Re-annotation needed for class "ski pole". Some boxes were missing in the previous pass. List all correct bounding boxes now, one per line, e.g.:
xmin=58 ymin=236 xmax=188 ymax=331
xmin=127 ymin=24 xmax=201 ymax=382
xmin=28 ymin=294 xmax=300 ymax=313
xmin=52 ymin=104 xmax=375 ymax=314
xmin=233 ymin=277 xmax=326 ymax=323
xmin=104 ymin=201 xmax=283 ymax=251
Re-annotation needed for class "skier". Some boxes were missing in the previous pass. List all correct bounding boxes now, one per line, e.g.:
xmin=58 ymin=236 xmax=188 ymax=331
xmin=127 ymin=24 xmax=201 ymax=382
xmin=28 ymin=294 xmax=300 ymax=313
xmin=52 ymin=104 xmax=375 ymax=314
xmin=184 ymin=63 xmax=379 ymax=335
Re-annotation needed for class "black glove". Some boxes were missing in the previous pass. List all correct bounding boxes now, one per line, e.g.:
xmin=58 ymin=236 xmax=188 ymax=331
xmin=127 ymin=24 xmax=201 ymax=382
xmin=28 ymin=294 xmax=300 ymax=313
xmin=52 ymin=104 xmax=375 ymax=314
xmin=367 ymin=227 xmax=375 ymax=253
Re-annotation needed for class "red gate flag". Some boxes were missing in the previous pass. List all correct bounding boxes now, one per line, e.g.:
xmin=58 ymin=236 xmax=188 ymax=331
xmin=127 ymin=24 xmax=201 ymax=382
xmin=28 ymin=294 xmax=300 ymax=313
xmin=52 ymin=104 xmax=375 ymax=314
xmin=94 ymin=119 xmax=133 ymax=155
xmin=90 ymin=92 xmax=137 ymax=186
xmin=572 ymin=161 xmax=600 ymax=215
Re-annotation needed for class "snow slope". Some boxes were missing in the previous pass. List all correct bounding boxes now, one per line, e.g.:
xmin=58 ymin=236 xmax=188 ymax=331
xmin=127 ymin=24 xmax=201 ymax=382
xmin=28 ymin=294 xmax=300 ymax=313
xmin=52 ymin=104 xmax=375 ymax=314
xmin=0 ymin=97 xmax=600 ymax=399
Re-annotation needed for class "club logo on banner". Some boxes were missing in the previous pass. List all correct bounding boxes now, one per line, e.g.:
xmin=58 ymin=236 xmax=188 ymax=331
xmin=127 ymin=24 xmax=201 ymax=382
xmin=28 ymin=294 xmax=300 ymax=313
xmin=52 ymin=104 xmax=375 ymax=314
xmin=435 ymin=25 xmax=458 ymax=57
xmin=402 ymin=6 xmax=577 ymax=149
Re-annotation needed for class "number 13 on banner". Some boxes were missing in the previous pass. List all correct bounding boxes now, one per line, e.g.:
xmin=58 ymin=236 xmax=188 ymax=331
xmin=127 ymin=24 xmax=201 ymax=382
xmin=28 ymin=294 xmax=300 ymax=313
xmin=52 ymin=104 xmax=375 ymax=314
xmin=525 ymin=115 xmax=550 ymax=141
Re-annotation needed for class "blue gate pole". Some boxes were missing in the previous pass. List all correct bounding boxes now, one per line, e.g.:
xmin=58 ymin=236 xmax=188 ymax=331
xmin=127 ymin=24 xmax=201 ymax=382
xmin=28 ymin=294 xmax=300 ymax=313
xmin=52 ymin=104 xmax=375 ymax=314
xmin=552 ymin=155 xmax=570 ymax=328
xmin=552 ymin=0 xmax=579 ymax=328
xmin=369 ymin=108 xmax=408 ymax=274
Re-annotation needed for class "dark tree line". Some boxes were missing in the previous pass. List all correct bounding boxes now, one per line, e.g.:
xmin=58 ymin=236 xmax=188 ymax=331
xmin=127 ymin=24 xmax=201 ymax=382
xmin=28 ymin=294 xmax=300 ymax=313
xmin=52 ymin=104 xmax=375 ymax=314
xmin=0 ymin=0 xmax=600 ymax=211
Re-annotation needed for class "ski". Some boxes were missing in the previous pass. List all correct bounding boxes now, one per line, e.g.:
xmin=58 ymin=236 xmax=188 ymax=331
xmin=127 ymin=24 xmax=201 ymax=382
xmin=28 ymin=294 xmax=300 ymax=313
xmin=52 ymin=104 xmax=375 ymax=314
=-=-=
## EXERCISE
Reproduce every line of the material above verbatim, keeping the original order.

## OUTPUT FOR THIS TASK
Re-annotation needed for class "ski pole". Some boxes were missing in the previous pass. List all correct bounding boxes now, one per line, e.g.:
xmin=58 ymin=236 xmax=188 ymax=331
xmin=127 ymin=24 xmax=201 ymax=382
xmin=28 ymin=294 xmax=300 ymax=313
xmin=52 ymin=104 xmax=375 ymax=314
xmin=233 ymin=277 xmax=326 ymax=323
xmin=104 ymin=201 xmax=283 ymax=251
Re-annotation needed for class "skier". Some boxes were missing in the previous pass. List all correct bounding boxes now, one per line, e.g.:
xmin=58 ymin=236 xmax=188 ymax=331
xmin=127 ymin=24 xmax=201 ymax=382
xmin=28 ymin=294 xmax=300 ymax=313
xmin=52 ymin=104 xmax=375 ymax=314
xmin=184 ymin=63 xmax=379 ymax=335
Re-annotation needed for class "black glove". Some boxes were missing in the previous pass. List all correct bounding boxes now, one per line, e.g.:
xmin=58 ymin=236 xmax=188 ymax=331
xmin=127 ymin=24 xmax=201 ymax=382
xmin=28 ymin=294 xmax=300 ymax=313
xmin=52 ymin=104 xmax=375 ymax=314
xmin=367 ymin=227 xmax=375 ymax=253
Re-annotation needed for class "red gate flag". Some boxes were missing in the previous pass. List all correct bounding boxes now, one per line, e.g.:
xmin=58 ymin=236 xmax=188 ymax=331
xmin=127 ymin=24 xmax=201 ymax=382
xmin=28 ymin=294 xmax=300 ymax=313
xmin=52 ymin=104 xmax=375 ymax=314
xmin=94 ymin=119 xmax=133 ymax=155
xmin=90 ymin=92 xmax=137 ymax=186
xmin=572 ymin=161 xmax=600 ymax=215
Re-annotation needed for class "snow slope". Some boxes were missing in the previous pass. List all correct bounding boxes now, one per line, e.g.:
xmin=58 ymin=236 xmax=188 ymax=331
xmin=127 ymin=24 xmax=201 ymax=382
xmin=28 ymin=294 xmax=300 ymax=313
xmin=52 ymin=104 xmax=375 ymax=314
xmin=0 ymin=97 xmax=600 ymax=399
Re-annotation needed for class "club logo on banner". Some boxes were missing in the previous pass. List all correct bounding boxes now, one per line, e.g.:
xmin=58 ymin=236 xmax=188 ymax=331
xmin=127 ymin=24 xmax=201 ymax=382
xmin=28 ymin=294 xmax=300 ymax=313
xmin=52 ymin=104 xmax=375 ymax=314
xmin=435 ymin=25 xmax=458 ymax=57
xmin=402 ymin=6 xmax=577 ymax=149
Re-annotation needed for class "number 13 on banner". Some boxes were missing in the previous pass. List all correct bounding boxes now, one per line, e.g.:
xmin=58 ymin=236 xmax=188 ymax=331
xmin=127 ymin=24 xmax=201 ymax=382
xmin=28 ymin=294 xmax=300 ymax=313
xmin=52 ymin=104 xmax=375 ymax=314
xmin=525 ymin=115 xmax=550 ymax=141
Re-annotation needed for class "blue gate pole". Some boxes were missing in the previous pass. List all correct bounding boxes now, one per line, e.g.:
xmin=58 ymin=236 xmax=188 ymax=331
xmin=127 ymin=24 xmax=201 ymax=382
xmin=28 ymin=294 xmax=300 ymax=313
xmin=52 ymin=104 xmax=375 ymax=314
xmin=552 ymin=155 xmax=570 ymax=328
xmin=552 ymin=0 xmax=579 ymax=328
xmin=369 ymin=108 xmax=408 ymax=274
Re-annotation needed for class "dark tree line". Some boxes were missing in the previous pass. List all correct bounding boxes now, one per line, e.g.:
xmin=58 ymin=236 xmax=188 ymax=331
xmin=127 ymin=24 xmax=201 ymax=382
xmin=28 ymin=294 xmax=300 ymax=313
xmin=52 ymin=104 xmax=375 ymax=314
xmin=0 ymin=0 xmax=600 ymax=211
Re-annotation needed for class "ski". Some boxes were missing in the previous pass. List all correct bounding boxes now, one per line, e.g.:
xmin=58 ymin=236 xmax=188 ymax=331
xmin=127 ymin=24 xmax=201 ymax=382
xmin=28 ymin=294 xmax=300 ymax=313
xmin=52 ymin=104 xmax=375 ymax=314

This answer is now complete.